> _What needs to be done_:
Repeat, exactly and in full, the lines of the listing below, but without any pictures.

> _Entries shown_:
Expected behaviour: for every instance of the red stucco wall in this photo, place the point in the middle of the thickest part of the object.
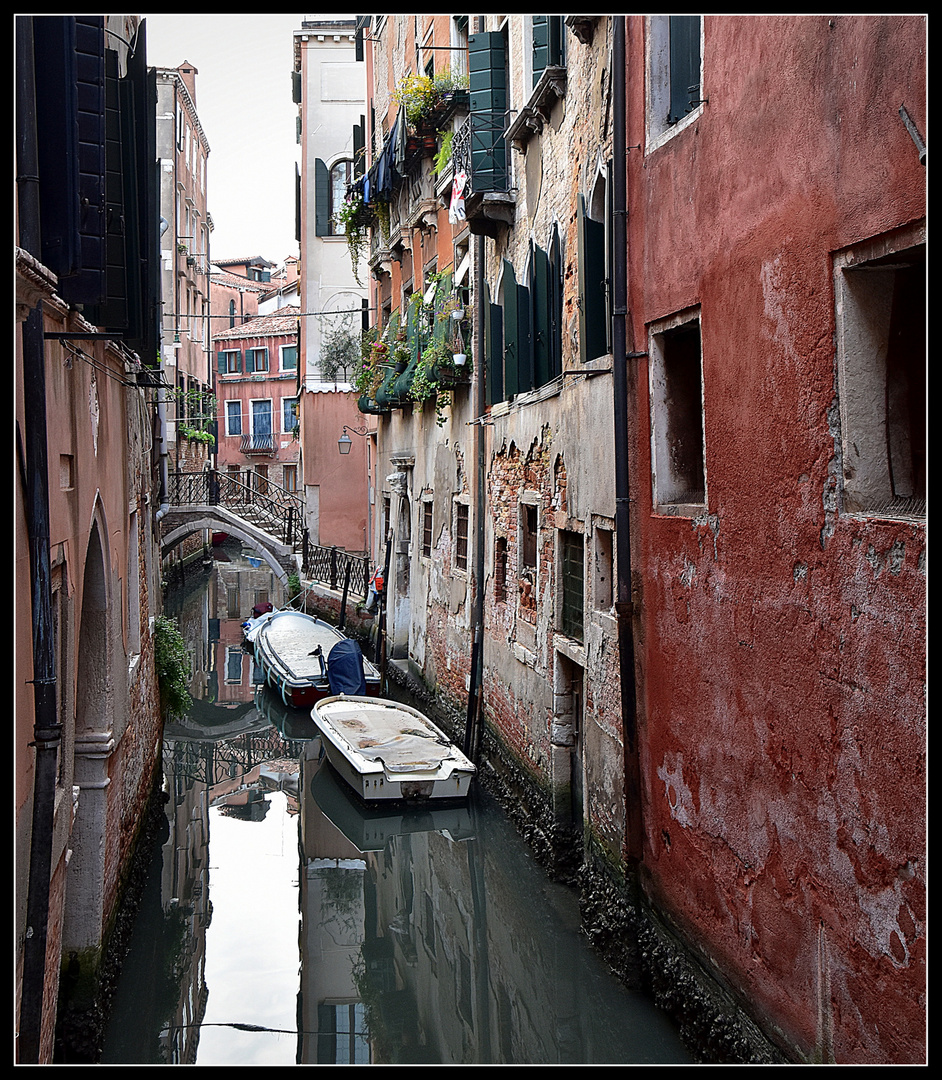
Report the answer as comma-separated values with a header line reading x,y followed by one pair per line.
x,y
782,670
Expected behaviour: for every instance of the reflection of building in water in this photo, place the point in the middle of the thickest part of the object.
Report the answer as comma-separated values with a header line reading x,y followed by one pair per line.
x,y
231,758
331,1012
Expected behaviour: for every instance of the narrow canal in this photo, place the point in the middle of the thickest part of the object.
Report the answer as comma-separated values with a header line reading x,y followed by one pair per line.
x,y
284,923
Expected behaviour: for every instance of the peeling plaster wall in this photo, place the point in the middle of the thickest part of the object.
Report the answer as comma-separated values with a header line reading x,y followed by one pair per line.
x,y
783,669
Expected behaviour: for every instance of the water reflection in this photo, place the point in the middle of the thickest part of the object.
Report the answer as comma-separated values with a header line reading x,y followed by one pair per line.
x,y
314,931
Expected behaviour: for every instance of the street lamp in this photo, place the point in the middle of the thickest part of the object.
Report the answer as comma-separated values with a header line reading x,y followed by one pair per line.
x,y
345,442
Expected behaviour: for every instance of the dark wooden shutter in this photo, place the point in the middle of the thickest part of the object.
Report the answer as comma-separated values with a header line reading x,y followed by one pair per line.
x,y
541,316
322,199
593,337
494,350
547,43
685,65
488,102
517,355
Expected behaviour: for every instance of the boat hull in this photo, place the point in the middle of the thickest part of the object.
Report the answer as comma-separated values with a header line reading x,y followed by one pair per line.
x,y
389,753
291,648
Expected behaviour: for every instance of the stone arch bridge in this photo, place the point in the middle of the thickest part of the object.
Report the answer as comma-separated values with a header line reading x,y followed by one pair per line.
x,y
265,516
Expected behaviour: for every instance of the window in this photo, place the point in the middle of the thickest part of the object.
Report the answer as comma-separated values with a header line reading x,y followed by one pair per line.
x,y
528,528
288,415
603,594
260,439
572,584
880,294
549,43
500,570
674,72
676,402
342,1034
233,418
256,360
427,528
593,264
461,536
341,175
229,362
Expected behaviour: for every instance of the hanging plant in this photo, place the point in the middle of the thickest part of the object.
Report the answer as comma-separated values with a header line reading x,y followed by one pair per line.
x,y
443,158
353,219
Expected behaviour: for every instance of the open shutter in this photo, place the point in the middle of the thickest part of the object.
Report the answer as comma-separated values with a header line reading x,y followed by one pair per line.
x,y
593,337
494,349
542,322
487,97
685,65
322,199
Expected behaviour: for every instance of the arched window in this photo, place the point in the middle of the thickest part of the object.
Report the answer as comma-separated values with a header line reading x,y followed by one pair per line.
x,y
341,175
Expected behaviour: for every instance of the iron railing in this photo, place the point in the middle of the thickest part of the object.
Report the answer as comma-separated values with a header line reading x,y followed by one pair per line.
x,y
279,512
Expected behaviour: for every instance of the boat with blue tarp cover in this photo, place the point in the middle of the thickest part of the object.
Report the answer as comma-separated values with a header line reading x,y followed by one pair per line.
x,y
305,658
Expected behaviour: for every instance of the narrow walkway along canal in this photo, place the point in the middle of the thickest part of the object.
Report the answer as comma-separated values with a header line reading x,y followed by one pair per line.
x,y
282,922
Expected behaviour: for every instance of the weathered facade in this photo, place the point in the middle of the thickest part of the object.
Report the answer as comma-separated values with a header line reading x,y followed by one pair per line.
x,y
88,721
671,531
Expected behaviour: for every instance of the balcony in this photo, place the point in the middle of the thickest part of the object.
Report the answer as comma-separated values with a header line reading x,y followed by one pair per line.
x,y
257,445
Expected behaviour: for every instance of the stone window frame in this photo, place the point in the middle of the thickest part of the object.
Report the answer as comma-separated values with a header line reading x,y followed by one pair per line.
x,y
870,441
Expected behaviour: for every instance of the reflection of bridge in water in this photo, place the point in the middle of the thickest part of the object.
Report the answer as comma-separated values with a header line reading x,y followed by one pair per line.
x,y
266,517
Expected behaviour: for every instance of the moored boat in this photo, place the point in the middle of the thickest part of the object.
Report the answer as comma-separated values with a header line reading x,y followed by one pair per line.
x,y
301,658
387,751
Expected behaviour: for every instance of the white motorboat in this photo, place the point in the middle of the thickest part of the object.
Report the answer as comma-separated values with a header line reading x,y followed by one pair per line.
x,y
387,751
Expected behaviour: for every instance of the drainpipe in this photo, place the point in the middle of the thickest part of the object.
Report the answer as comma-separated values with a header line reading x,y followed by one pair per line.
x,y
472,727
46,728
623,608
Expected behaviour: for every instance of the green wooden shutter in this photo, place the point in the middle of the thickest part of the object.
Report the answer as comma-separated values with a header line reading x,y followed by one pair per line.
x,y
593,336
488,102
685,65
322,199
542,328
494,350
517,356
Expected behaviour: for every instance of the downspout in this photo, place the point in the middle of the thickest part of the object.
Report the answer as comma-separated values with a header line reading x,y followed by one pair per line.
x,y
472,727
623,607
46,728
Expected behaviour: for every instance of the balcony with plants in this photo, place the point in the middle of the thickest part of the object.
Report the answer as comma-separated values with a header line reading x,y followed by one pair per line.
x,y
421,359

> _Task output_:
Expected behaviour: for every instance of the red stucco wall in this photo, place the point in the middle of the thickest part of the object.
Report the answer as comma-separated values with a header line reading x,y followed by one pair per line.
x,y
782,670
Expected behaviour: for every instance of the reflection of building in water in this photo, place the point in the middle of the thickest part of the object.
Report the answer as comma-separated values with a header line reading x,y followed by one pair per line.
x,y
231,758
331,1012
Expected behaviour: for every instance of the narrow canal in this photo, place the point in the middle of the thickest part of the object.
Report the answer as comma-separated values with a header line reading x,y followed by one pair per line.
x,y
284,923
Expected behaviour: for every instance of the peeling plaster wall in this photo, place the point in the middle of the thickest part of the object.
Report the answer as comma-separated values with a header line reading x,y followed by one pair per line.
x,y
783,669
Expected behaviour: for every instance of the water reflection in this photo, place the point in the middle of the thickest part of the object.
Report the answer as comma-separated values with a header line reading x,y followed by one pair per line.
x,y
314,931
Expected behaviour: for every instance of the street lamp in this photo, place the point in the middle of the thickest part of the object.
Report the answer as comma-separated values with a header line reading x,y followed by one pair per line.
x,y
345,442
Expected behaviour: for every instance of the dark wooden shutter in this photo, place the point in the middle of the thickest part of the object.
Report the answer as comma-separated values with a header line reading x,y followed by one pair per line.
x,y
541,316
322,199
593,337
494,350
547,43
685,65
488,102
517,355
Expected behaviour: for every instance of the boat hull in this photo, place the point in the middle of the thickest part of the object.
Report the answer as comma-separated values with a header line reading x,y followed by one pair per line.
x,y
389,753
291,648
Expected behaviour: for every instance of the stone arch bridge in this photo, place the point in the middle of the thickest part of the object.
Report the answer as comma-separated values with a header line reading x,y followed by one pair per line.
x,y
265,516
Expected behaviour: for every instance of the window in this photo, place the point in the middle of the thickest part of the object.
Report the answer as comma-separated values with a header line reading x,y followed by one pair per line.
x,y
528,528
288,415
603,594
260,439
572,584
880,294
549,43
500,570
674,72
676,402
342,1034
233,418
256,360
427,528
593,264
461,536
341,175
229,362
Expected behaviour: for every instance of the hanging plant in this photo, place the point in the middle of the thickest part of the object.
Report the answer as comma-separated values with a header line reading x,y followed by one pair per line.
x,y
443,158
353,219
Expected behaviour: for every instance of the open shutter in this photo, place the point in the middle of the thickest part of the object.
Report the answer as comma-separated values with a header line reading x,y followed by one pair per line.
x,y
593,337
494,349
542,322
487,97
685,65
322,199
Expected behaviour: for every instance of the arched window in this photo, place the point in the middle of the thickest part of the object.
Report the answer as comma-separated values with a header line reading x,y followed by one pair per line.
x,y
341,175
Expected behaviour: for every instance of the iron railing in this photo, place the point in the middle of the thickest part of the object.
Report the answer as comma-separated values with a header line reading x,y followed by one pair per line.
x,y
279,512
Expected behaviour: for every instance of the boat with blue tarp cover in this photo, place the point in the middle of the thickest part of the object.
Report the answer as comma-separated values with a header line reading x,y followed by one pair per line.
x,y
305,658
Expected behaviour: for every instance of the narrow walkway along canal in this photo, place the point in the middle of the thickest part of the object.
Report the answer as comma-separated values with a header line reading x,y followed by one pair per line.
x,y
282,922
Expected behaviour: for every instance of the weathered facade in this photo, place the point in the middle of the thickest part of the object.
Report the answer as comma-separated values with a header line reading x,y followed by one pair per line.
x,y
88,721
671,531
Expected behaviour: for every instance of the balcony in this photo, place the point in the middle of the thickest part of the object.
Report the answer as comma-separated values with a header line reading x,y followed by one pair per line.
x,y
257,445
Expected behaviour: for every instance of the stone window frame in this photo, place the point in the middle of the thickest part of the object.
Report the answer as comma-separated values with a header line reading x,y followed by one pair per line.
x,y
870,441
Expected behaviour: for every instance of the reflection of bridge in water in this photo, place the point in the middle of the thickest part of the object.
Report the answer as comma-separated values with a header line reading x,y followed by one pair per line.
x,y
266,517
Expected behaviour: for every instance of the moored boat in this photo, place the point in the middle of the thickest part of the object.
Report the answer as comma-separated values with a header line reading x,y followed by one pair per line.
x,y
301,658
387,751
Expected behaviour: for every instance of the white motorboat in this photo, place the point in the middle of the thickest part of the object.
Report the answer as comma-separated values with a header line reading x,y followed by one pair per line.
x,y
387,751
Expected behaviour: for every instance of the drainpipe in this photo, place the point in the middle of the thickest part of the object.
Report the answer as comma-separated values with a header line reading x,y followed by one pair per line.
x,y
472,727
46,728
623,608
Expected behaviour: for every instance of the green wooden shutter in this photo, place the point in the middle of the thickest part of the object.
Report the answer as comma-separated values with a header line reading x,y followed by one pair per line.
x,y
593,336
488,102
685,65
322,199
542,328
494,350
517,356
Expected behaviour: for every instance of the downspout in this photo, place the point in the middle of the thickest part of the object.
Report the answer as comma-separated values with a header line reading x,y followed by one pair per line.
x,y
472,727
623,607
46,728
Expected behaviour: for every instance of the balcony with plants in this photo, place the point in the middle of the thickest part of the object.
Report the answer as comma-separated values with a header line reading x,y followed by one pair per line.
x,y
421,359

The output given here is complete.